▸ SOURCE DOCUMENT
*-*-*

The government on Wednesday declared Hong Kong-based Phoenix Television a Chinese-funded company after Democratic Progressive Party Legislator Liu Shyh-fang (劉世芳) first raised the issue on Monday.
Liu said that due to investment by Chinese State Council-funded Bauhinia Culture Holdings and state-owned China Mobile, the local operations of the channel should be restricted.
Economic Democracy Union researcher Chiang Min-yen (江旻諺) on Wednesday echoed Liu, saying that regardless of Phoenix being a Chinese state-funded firm or a channel for the dissemination of Chinese Communist Party (CCP) propaganda, it should be subject to restrictions stipulated in the Measures Governing Investment Permits to the People of the Mainland Area (大陸地區人民來台投資許可辦法).
The Mainland Affairs Council on the same day announced that Phoenix would be required to exit the local market or change its funding structure, citing the act, followed immediately by Phoenix saying that it would lay off all its local employees next month.
The issue of Chinese officials using shell companies in Hong Kong to channel funds into Taiwan, and engage in talent poaching or the dissemination of propaganda, has come to light numerous times in the past few years. Most recently, police on March 9 raided the local branches of eight Chinese electronic component suppliers suspected of talent poaching. The majority of them were registered in Hong Kong.
Officials have said on various occasions that China’s “one country, two systems” framework, which was meant to guarantee Hong Kong’s autonomy for 50 years after 1997, is dead after less than 30 years. Arguably it was already dead seven years ago, when Hong Kong booksellers were abducted by Chinese authorities and taken across the border, where they were held incommunicado and interrogated because they sold books that the CCP considered subversive.
If there was still any belief in Hong Kong’s autonomy, that should have been eradicated by the introduction of the territory’s National Security Law on June 30, 2020, which outlawed any form of protest against the Hong Kong government or the CCP. This has been demonstrated through the arrests of journalists, politicians and an organizer of a Tiananmen Square Massacre vigil, as well as the closure of pro-democracy media outlets such as the Apple Daily.

*-*-*

▸ EXCERPTED RECORDS
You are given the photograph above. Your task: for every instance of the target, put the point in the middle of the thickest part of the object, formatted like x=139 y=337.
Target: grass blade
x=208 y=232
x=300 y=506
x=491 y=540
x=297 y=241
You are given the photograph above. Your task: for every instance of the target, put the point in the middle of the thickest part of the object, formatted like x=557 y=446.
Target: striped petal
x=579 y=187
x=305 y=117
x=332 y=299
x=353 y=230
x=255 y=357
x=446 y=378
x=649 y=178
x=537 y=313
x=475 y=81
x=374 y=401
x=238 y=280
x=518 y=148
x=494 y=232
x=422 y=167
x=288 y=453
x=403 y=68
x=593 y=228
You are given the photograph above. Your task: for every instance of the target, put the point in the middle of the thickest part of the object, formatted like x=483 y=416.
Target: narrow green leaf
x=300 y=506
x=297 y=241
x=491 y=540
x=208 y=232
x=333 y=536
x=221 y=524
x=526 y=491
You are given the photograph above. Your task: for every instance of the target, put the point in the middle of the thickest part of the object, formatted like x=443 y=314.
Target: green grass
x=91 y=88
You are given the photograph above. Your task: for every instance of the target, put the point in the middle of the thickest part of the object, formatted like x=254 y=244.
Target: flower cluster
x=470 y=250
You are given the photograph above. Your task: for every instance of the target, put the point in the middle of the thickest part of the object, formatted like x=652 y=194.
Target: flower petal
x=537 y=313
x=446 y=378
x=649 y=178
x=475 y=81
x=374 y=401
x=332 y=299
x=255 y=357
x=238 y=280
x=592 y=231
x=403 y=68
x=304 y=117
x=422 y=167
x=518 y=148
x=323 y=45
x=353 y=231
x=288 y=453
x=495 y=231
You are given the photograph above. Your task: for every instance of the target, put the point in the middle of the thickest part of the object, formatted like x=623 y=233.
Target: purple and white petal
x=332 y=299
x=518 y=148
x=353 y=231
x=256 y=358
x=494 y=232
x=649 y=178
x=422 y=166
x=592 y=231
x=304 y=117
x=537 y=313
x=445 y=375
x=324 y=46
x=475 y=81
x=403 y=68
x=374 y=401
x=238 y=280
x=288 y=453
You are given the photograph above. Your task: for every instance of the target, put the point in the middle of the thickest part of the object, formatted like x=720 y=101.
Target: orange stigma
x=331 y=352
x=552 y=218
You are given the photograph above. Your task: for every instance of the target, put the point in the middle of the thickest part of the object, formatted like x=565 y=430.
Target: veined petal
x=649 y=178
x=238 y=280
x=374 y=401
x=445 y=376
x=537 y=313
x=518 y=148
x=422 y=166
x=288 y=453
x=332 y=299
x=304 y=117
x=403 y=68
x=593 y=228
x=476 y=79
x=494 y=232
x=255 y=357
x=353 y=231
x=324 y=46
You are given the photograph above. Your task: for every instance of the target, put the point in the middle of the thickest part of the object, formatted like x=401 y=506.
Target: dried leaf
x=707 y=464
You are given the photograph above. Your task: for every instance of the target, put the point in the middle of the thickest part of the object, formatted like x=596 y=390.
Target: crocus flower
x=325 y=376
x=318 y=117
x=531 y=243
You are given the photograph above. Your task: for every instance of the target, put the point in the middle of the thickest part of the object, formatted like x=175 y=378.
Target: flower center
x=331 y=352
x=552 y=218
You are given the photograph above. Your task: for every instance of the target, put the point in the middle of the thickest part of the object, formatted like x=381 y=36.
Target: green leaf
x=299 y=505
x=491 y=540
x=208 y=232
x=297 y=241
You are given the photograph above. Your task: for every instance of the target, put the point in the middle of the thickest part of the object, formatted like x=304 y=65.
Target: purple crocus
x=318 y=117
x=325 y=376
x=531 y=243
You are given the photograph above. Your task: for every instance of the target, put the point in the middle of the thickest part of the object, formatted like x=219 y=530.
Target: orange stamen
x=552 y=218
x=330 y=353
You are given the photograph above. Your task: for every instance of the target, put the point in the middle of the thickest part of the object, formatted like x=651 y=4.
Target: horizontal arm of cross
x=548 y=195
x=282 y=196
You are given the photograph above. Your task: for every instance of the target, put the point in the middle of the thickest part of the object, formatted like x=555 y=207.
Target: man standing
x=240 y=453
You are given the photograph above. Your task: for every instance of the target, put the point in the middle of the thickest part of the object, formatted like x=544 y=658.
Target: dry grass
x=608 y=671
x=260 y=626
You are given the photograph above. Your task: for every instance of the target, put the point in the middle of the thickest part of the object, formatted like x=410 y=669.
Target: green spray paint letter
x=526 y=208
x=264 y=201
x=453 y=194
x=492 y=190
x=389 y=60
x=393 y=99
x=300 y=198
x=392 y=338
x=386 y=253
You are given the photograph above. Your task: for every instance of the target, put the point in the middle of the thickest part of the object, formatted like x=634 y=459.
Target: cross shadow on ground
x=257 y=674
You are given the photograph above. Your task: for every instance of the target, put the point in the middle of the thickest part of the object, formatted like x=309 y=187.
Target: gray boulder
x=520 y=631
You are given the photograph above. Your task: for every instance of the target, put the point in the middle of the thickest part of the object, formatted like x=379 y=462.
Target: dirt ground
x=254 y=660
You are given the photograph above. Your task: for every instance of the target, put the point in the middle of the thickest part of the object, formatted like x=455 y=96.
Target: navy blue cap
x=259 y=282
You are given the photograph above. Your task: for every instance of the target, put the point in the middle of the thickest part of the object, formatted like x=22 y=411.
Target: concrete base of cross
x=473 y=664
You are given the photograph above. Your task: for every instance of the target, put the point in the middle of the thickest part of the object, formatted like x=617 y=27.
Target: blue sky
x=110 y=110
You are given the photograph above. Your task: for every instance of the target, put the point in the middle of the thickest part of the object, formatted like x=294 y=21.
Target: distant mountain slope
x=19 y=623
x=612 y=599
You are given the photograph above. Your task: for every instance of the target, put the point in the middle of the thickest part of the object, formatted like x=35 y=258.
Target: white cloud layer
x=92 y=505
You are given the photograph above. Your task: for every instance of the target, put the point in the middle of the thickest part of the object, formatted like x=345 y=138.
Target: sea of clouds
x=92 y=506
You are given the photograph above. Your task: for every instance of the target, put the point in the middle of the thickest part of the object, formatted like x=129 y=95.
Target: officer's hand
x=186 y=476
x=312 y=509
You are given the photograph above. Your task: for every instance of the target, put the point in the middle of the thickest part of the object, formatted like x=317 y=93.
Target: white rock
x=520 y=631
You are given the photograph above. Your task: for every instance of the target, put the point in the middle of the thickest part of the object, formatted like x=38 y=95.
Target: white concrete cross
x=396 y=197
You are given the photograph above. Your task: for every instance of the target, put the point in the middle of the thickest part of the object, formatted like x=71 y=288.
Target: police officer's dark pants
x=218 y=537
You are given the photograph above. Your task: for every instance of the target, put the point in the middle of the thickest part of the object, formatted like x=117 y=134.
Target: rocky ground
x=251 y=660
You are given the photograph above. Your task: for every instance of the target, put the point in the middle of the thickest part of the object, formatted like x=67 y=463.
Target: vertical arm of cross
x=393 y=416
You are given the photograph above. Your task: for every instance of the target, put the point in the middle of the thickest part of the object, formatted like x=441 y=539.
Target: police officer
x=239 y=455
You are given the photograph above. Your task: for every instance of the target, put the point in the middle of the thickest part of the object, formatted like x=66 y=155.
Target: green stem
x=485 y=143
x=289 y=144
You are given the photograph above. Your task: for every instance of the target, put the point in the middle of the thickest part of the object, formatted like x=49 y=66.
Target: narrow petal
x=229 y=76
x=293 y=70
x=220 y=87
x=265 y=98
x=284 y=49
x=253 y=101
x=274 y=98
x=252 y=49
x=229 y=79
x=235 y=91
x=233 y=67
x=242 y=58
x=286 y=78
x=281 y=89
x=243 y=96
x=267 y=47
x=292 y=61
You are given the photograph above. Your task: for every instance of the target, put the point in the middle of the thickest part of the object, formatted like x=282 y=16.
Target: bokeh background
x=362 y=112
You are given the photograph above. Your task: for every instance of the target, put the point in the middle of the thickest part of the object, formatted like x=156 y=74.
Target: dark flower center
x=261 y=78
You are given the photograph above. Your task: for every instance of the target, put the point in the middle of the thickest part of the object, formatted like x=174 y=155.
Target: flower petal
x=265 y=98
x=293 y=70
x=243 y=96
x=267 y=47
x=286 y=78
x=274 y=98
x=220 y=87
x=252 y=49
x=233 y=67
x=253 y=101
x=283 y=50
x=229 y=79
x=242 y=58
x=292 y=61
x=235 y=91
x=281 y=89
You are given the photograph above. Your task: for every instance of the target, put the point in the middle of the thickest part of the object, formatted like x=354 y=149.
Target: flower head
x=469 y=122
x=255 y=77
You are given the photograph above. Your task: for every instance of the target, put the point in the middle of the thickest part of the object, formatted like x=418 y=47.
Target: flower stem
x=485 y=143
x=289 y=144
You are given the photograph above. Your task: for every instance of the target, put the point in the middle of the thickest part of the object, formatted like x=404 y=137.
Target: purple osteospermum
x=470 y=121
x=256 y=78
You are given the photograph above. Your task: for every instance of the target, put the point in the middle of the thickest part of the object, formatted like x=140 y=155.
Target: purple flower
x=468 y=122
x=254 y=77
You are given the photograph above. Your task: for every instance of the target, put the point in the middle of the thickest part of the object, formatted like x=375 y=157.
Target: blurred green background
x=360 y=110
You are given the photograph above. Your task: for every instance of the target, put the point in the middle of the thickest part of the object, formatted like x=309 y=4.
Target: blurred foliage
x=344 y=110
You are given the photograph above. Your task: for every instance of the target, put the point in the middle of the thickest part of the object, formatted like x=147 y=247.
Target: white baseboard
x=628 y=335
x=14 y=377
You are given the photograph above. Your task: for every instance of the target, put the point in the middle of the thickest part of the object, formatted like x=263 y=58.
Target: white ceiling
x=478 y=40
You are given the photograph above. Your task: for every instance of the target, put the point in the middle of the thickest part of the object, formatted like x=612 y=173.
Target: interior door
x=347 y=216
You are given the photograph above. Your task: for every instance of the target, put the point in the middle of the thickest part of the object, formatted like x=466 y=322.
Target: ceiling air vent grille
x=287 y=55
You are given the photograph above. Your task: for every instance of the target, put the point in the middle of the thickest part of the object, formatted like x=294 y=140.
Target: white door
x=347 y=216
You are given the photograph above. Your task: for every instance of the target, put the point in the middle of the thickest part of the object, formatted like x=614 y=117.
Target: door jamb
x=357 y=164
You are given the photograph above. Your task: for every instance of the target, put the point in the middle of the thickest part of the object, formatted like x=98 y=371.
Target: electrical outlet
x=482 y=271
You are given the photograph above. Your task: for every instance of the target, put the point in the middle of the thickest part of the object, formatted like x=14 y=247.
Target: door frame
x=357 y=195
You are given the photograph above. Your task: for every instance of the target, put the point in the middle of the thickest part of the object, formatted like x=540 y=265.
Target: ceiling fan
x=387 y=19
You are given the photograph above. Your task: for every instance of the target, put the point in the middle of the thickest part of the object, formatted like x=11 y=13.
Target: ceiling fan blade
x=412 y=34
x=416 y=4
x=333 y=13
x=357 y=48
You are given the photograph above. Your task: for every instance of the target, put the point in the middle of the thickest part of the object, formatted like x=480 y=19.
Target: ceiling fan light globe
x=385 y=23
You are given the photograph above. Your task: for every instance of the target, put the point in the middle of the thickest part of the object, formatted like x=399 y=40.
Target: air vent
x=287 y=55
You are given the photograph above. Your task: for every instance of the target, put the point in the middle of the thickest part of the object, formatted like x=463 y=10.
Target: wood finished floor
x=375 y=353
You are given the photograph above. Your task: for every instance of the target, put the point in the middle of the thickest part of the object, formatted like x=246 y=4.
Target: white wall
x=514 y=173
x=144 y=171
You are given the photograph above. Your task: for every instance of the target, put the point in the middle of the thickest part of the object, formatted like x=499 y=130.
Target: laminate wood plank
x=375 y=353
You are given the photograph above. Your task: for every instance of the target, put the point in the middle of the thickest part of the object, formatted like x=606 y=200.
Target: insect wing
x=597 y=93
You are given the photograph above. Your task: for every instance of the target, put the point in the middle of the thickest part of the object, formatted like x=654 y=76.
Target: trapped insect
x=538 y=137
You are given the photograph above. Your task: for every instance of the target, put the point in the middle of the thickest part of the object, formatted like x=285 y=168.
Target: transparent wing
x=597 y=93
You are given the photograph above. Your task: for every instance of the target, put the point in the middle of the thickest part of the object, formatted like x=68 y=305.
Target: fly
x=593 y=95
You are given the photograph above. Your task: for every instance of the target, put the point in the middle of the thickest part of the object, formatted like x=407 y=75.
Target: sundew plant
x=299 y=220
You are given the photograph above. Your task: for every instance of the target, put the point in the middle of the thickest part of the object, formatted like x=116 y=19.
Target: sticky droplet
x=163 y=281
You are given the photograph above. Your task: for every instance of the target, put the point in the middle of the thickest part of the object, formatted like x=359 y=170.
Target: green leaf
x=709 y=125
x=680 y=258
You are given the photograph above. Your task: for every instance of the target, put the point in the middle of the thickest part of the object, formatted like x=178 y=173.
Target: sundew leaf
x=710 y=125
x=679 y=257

*-*-*

▸ ASSIGNMENT A
In the Phoenix Television article, which names are followed by Chinese characters in parentheses? List each name together with its characters.
▸ ASSIGNMENT B
Reproduce the passage of the Phoenix Television article starting at "Economic Democracy Union" and ending at "employees next month.".

▸ EXERCISE SOLUTION A
- Liu Shyh-fang (劉世芳)
- Chiang Min-yen (江旻諺)
- Measures Governing Investment Permits to the People of the Mainland Area (大陸地區人民來台投資許可辦法)

▸ EXERCISE SOLUTION B
Economic Democracy Union researcher Chiang Min-yen (江旻諺) on Wednesday echoed Liu, saying that regardless of Phoenix being a Chinese state-funded firm or a channel for the dissemination of Chinese Communist Party (CCP) propaganda, it should be subject to restrictions stipulated in the Measures Governing Investment Permits to the People of the Mainland Area (大陸地區人民來台投資許可辦法).
The Mainland Affairs Council on the same day announced that Phoenix would be required to exit the local market or change its funding structure, citing the act, followed immediately by Phoenix saying that it would lay off all its local employees next month.